_Exercise data_:
※
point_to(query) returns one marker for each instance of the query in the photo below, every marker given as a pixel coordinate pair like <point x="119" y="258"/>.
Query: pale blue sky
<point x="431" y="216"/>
※
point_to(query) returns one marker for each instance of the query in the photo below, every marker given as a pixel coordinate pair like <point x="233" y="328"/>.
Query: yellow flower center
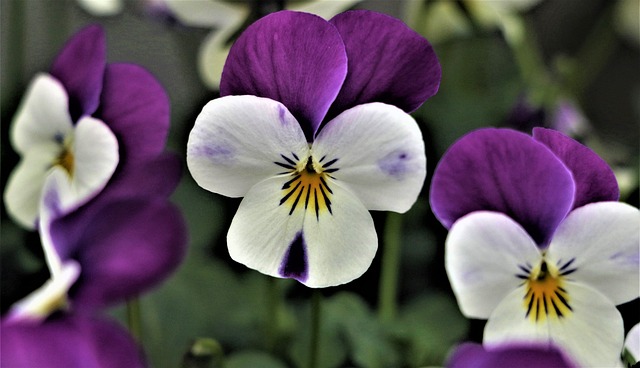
※
_Directive_: Extract every line in the rows above that contains the string "marker", matching case exactly.

_Right answer_:
point_to(query) returns one marker for each instance of the query in the photo below, every marker given as a pixel coordinate pair like <point x="119" y="258"/>.
point_to(query) returns one marker for each instance of the query in the photo below, every marker given as a pixel coordinate pair like <point x="233" y="328"/>.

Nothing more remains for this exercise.